[[ Text provided, beginning ]]

[01:55] The pointer is a memory reference to another record of exactly the same type. When we no longer point to anything else, we know we've reached the end of the list. This way, any number of individual circles can be referenced from a single grid cell.

[02:08] The cell circle records then need their own place to be stored in memory. I'm going to initialize a set length of them using an array. A given circle is never going to belong to more than four grid cells at a time due to the design on the grid size.

[02:21] The amount of memory I'll set aside for this is the number of circles times four, as we'll never have more records than that. The grid itself now becomes the first layer of our linked list. Each grid cell corresponds to a pointer into the first record. From that record, we can follow the next cell records to get the full list of circles in a given cell.

[02:40] That completes the data structuring. We can now move on to the initialization step.

[02:46] The loop over the grid cells remains much the same except we don't have to cache the columns anymore for performance. To set the individual grid cells to an empty list initially, I'm going to use the null pointer. This is a zero-memory reference. To use this, I'm going to have to include standard def.h from the header files.

[03:09] Next, we move on to the code that allocates each circle to a grid cell. I'll copy that indirectly and update it to represent valid C code.

[03:21] We determine the cell range of the current circle, and then loop through that range, assigning it to each of those grid cells. The assignment we'd like to be making here is to set a new record into the grid to represent this circle within the cell. In most cases, there'll already be a record in place.

[03:41] This is where the linked list comes in. We have to set the next value of the current record to the last record that was in place. We chain on and amend the list each time. The record also contains the index of the current circle.

[03:56] The cell circle record is instantiated as a struct. I've glossed over a detail here, in that the grid values were memory addresses of the individual cell circle records. This needs to be a pointer, and then we need to use the pointer struct to access for these assignments.
[[ Text provided, end ]]
[[ Data listing, beginning ]]
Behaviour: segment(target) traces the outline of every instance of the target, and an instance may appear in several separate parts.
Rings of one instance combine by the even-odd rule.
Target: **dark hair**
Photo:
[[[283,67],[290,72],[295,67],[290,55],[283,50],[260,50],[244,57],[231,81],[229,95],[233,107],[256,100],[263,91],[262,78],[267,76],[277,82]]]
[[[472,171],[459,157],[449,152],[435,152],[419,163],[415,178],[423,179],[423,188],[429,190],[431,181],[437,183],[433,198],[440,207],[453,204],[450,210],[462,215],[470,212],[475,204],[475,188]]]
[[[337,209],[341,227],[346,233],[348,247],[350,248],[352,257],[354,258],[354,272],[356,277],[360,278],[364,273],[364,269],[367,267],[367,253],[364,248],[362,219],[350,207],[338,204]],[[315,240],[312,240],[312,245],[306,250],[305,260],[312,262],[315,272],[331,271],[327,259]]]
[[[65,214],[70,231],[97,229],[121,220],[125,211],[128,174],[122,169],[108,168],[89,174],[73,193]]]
[[ Data listing, end ]]
What you need to do: Resume the transcript on storing circles in grid cells, starting after its last sentence. The listing has no connection to the transcript on storing circles in grid cells.

Response to the task:
[04:12] What does this pointer point to, or we already allocated all the space in memory for the cell circles as the cell circles array? The pointer can be set to reference an exact record in this memory. Ideally, we want to allocate from the first record to the last.

[04:25] I'm going to create a counter that allows me to determine how many we've allocated, and then we know the next one is just at that count, which we can then increment each time.

[04:38] For the collision detection algorithm, I'm going to copy the loop over all of the grid cells from the JS optimized version and update that to the C code. Let me just correct those grid width and grid height names as well.

[04:58] When reading the grid cell, this is now the pointer to our cell circle record. We're going to instantiate that struct pointer. Looping over all the records means looping over those next values. Using a while loop, we can then keep updating the individual cell circle record to the next record in the list.

[05:22] Copying over the inner part of the loop, I'll update these valuables for the index position and velocity values of the current circle. For the loop over all of the next circles in the cell, I'm going to start with the JS cell circle equal to exactly the ISL circle.

[05:39] In the while statement itself, I'll update to the next value and check that it's not the null reference before continuing the loop. This way, the JS circle that we're comparing with is the one after the current circle, as it should be, and it's a little bit less code to write in the loop.

[05:54] With the optimization loops complete, lastly, we need to include the collision detection code, which is already in C. Once that's in place, the optimization is complete.

[06:11] Upping the circle count before compiling, let's now compare the performance. The WebAssembly version on the right is now faster than the JavaScript version on the left. It's our ability to create more efficient data structures in WebAssembly that gives us the true performance benefits.